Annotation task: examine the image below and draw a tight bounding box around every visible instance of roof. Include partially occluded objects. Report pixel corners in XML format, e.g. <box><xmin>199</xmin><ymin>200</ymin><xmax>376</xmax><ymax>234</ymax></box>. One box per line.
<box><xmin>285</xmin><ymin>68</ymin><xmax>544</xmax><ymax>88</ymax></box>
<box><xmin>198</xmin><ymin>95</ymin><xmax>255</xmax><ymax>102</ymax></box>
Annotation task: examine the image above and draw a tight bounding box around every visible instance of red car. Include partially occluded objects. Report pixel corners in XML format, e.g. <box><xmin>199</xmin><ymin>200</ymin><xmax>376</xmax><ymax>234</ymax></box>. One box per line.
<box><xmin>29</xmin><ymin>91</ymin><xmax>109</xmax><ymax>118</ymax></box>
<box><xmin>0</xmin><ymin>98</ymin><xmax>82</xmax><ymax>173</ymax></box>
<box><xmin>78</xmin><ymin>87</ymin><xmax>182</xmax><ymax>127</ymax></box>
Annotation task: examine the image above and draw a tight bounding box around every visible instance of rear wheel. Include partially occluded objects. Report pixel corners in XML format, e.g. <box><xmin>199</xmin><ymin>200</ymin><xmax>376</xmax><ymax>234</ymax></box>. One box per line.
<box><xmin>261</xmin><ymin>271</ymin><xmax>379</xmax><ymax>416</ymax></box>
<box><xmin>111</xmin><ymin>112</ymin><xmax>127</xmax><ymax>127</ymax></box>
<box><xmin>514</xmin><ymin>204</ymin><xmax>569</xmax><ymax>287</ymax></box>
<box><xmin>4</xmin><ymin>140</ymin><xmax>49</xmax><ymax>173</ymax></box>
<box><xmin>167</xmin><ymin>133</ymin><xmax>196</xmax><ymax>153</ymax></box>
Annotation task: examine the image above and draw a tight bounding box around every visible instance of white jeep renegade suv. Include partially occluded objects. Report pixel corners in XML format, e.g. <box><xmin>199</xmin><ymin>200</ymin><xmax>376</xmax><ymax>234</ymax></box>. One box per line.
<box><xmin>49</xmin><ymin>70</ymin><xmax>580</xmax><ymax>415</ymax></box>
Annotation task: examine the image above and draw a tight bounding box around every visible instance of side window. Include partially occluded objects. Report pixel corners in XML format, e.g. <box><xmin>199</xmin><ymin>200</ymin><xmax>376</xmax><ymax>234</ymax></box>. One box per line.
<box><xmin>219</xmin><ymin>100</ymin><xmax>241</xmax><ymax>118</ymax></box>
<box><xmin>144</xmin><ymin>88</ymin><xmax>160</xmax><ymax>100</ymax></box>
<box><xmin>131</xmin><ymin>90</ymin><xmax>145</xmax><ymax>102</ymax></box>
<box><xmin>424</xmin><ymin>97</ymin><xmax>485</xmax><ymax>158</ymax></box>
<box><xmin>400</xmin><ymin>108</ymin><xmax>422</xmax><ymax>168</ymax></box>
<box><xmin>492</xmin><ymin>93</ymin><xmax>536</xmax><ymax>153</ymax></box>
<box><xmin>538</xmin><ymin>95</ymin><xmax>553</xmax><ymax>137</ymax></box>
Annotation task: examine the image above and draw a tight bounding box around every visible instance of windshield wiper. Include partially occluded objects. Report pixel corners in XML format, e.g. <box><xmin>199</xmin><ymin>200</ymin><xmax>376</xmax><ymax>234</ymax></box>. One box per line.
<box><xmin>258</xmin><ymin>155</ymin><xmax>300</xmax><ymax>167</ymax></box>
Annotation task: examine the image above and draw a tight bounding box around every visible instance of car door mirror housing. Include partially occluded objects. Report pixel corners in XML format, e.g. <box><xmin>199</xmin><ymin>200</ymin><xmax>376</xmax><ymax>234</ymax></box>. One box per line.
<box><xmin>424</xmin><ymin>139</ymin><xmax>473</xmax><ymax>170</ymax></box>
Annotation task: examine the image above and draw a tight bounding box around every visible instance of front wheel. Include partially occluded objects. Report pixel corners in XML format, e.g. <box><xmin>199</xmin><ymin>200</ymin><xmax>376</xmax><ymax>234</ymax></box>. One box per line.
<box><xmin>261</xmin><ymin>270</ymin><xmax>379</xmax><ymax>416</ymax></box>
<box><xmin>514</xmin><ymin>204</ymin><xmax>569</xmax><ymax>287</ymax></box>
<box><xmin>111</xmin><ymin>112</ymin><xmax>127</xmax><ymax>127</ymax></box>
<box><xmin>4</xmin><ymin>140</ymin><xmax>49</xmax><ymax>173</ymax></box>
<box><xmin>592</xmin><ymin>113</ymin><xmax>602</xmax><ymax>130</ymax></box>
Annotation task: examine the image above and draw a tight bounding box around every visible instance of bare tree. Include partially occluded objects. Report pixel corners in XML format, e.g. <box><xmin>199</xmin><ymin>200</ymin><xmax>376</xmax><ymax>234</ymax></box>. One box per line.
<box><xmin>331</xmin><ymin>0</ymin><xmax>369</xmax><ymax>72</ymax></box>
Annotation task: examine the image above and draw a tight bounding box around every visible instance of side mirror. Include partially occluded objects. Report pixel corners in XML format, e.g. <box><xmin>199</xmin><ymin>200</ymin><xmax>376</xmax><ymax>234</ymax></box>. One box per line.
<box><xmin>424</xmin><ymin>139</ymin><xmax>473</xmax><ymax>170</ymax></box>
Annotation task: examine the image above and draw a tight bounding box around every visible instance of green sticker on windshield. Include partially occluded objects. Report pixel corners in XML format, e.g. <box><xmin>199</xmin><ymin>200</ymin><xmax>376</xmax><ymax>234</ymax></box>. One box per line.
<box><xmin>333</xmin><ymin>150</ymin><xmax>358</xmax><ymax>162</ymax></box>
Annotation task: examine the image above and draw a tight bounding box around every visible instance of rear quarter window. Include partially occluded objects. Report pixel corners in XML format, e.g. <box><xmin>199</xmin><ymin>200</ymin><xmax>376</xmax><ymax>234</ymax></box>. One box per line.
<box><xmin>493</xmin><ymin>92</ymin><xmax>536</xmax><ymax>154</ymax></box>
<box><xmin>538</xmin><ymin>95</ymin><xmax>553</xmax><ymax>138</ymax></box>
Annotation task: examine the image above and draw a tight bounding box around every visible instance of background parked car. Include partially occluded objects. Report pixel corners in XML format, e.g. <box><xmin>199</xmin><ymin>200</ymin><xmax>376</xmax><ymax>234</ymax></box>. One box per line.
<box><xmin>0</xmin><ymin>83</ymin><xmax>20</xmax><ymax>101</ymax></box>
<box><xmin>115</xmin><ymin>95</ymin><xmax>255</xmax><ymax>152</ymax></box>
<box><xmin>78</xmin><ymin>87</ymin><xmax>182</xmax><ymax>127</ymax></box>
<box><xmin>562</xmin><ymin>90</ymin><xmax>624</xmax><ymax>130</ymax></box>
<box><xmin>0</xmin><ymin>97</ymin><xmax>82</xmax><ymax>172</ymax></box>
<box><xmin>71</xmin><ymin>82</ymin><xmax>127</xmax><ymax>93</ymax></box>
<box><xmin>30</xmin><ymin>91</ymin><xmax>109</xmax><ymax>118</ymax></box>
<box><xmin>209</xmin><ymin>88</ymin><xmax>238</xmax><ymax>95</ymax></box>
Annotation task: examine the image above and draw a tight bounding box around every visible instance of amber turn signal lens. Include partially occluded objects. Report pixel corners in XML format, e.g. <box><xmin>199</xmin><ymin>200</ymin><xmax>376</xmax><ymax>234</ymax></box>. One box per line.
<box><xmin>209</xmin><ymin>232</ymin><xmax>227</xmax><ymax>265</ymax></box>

● Required task
Repeat the records from the line that contains "instance of amber" up to and including the end of the records, replacing "turn signal lens" with "indicator lens" and leaving everything else unchanged.

● Expected output
Annotation task: examine the image above and draw a tight bounding box around every visible instance of amber indicator lens. Include partially occluded objects. Report pixel corners in XML format, e.g. <box><xmin>199</xmin><ymin>200</ymin><xmax>376</xmax><ymax>234</ymax></box>. One box per line.
<box><xmin>209</xmin><ymin>232</ymin><xmax>227</xmax><ymax>265</ymax></box>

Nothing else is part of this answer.